**Text excerpt:**
*** Begin section ***

Ingredients

  • 1 pound medium shrimp
  • 2 stalks celery, chopped
  • 3 bay leaves
  • 4 tablespoons olive oil
  • 3 cups okra, sliced
  • 4 cloves garlic, minced
  • 1 large onion, diced
  • 1 large bell pepper, diced
  • 1 28-ounce can tomatoes, drained and coarsely chopped
  • 1 teaspoon salt
  • ½ teaspoon cayenne
  • ½ teaspoon black pepper
  • 1 teaspoon dried thyme
  • 1 pound lump and/or backfin crab meat
  • 24 shucked oysters, with liquor
  • Nutritional Information
    • Nutritional analysis per serving (6 servings)

      430 calories; 15 grams fat; 2 grams saturated fat; 0 grams trans fat; 7 grams monounsaturated fat; 3 grams polyunsaturated fat; 23 grams carbohydrates; 5 grams dietary fiber; 6 grams sugars; 50 grams protein; 295 milligrams cholesterol; 1278 milligrams sodium

    • Note: Nutrient information is not available for all ingredients. Amount is based on available data.

*** End section ***

**Information given:**
*** Begin section ***

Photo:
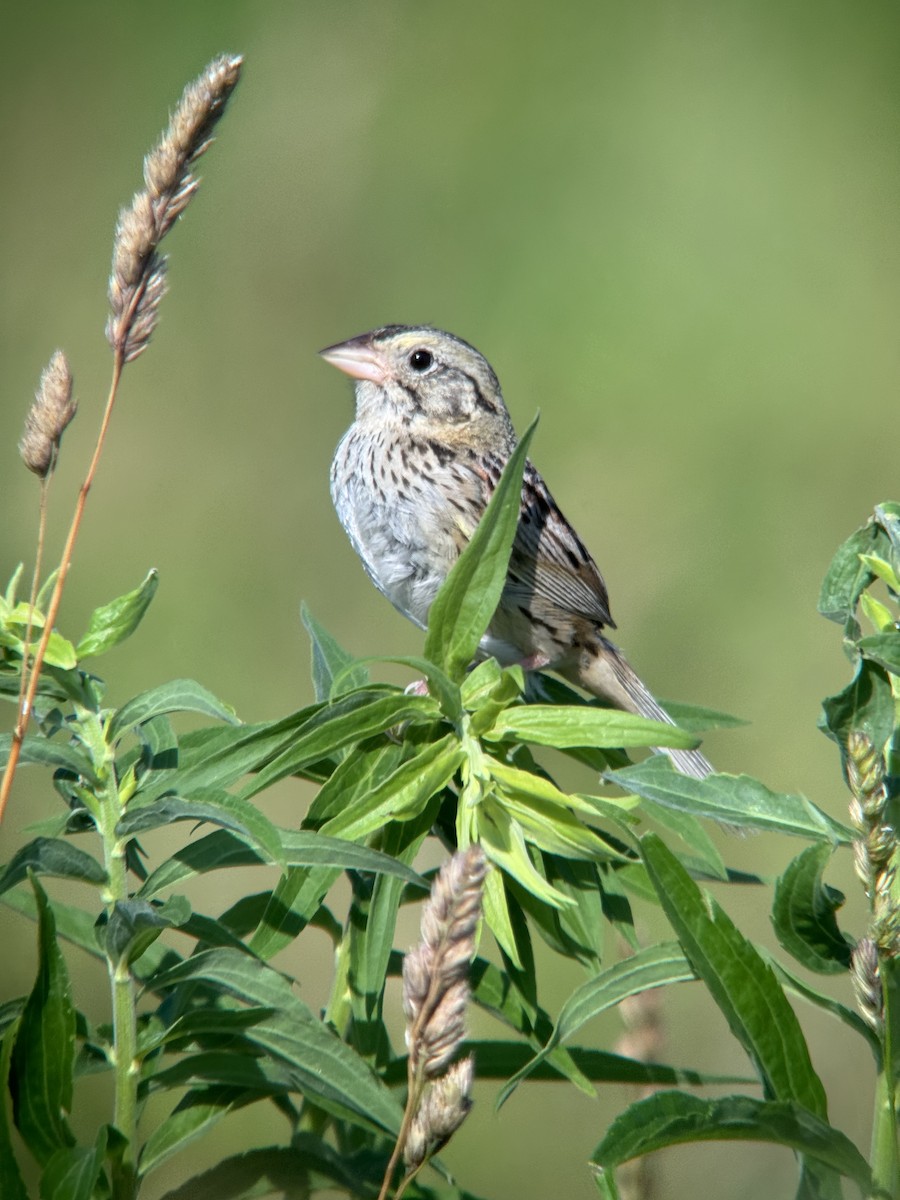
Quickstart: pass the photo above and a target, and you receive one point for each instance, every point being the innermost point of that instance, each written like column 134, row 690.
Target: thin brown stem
column 414, row 1087
column 57, row 597
column 33, row 598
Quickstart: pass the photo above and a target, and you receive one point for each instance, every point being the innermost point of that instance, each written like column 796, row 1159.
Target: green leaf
column 887, row 514
column 215, row 807
column 883, row 649
column 497, row 916
column 827, row 1003
column 372, row 921
column 550, row 725
column 469, row 594
column 847, row 576
column 441, row 687
column 691, row 833
column 73, row 1173
column 328, row 1071
column 671, row 1119
column 349, row 719
column 867, row 705
column 503, row 843
column 305, row 1168
column 738, row 979
column 12, row 1186
column 652, row 967
column 294, row 903
column 231, row 1067
column 39, row 749
column 403, row 795
column 330, row 661
column 882, row 570
column 499, row 1060
column 135, row 925
column 195, row 1116
column 803, row 915
column 113, row 622
column 52, row 856
column 553, row 828
column 733, row 799
column 175, row 696
column 221, row 850
column 358, row 774
column 697, row 719
column 199, row 1025
column 43, row 1056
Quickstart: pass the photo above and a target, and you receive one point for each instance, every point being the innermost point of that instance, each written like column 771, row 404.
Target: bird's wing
column 550, row 563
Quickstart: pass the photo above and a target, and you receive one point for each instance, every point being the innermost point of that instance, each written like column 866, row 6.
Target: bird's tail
column 607, row 675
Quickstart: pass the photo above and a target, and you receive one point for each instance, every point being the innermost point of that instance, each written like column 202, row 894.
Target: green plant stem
column 885, row 1164
column 125, row 1039
column 34, row 678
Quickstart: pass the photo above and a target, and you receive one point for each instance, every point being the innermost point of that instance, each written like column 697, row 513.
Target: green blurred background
column 670, row 226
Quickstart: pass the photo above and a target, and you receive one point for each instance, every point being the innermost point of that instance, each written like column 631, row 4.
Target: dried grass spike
column 865, row 977
column 137, row 282
column 436, row 972
column 52, row 411
column 443, row 1110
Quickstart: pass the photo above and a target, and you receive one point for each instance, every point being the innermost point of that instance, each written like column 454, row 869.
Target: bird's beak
column 358, row 359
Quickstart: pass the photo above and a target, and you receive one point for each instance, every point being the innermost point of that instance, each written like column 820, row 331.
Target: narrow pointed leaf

*** End section ***

**Try it:** Continue the shrimp, crab and okra recipe, starting after its nutrient note.

**Expected answer:**
6 to 8 servings

Preparation

  1. Peel and devein shrimp, reserving heads and shells in a 6-quart stockpot. Add 12 cups water, 1 stalk celery and bay leaves, and simmer 30 minutes over medium heat.
  2. Heat 2 tablespoons oil in a large skillet, and saute okra over gentle heat, stirring continuously, until dry, about 20 minutes.
  3. In another large skillet, heat remaining oil, and saute remaining vegetables with salt, cayenne and pepper until soft. Strain stock into clean pot, add vegetable mixture with thyme and simmer 30 minutes. Add shrimp, and simmer 10 minutes. Turn off flame. Add crab meat and oysters. Season with cayenne and pepper. Wait at least 5 minutes before serving over rice.